* Recorded information:
%%
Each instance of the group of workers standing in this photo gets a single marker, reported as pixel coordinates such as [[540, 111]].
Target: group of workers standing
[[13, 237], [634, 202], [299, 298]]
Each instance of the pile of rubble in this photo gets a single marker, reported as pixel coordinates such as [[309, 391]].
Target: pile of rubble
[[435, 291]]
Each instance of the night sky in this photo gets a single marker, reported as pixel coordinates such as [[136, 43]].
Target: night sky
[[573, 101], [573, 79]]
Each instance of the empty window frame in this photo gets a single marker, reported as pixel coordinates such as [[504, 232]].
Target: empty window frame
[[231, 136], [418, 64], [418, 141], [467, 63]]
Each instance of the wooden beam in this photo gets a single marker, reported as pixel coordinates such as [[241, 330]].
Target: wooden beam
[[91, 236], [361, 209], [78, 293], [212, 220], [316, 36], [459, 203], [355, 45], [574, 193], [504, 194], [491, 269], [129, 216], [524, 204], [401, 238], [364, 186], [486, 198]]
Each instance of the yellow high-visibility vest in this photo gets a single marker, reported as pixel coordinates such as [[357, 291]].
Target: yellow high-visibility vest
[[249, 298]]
%%
Copy out the records word for word, starting at the first line and ending with the line that contains "[[13, 237], [634, 202], [299, 298]]".

* Completed task:
Each instance of the group of workers standing in this photo gets a single marker, reported as pixel coordinates such as [[540, 111]].
Target: group of workers standing
[[13, 237], [634, 202], [299, 298]]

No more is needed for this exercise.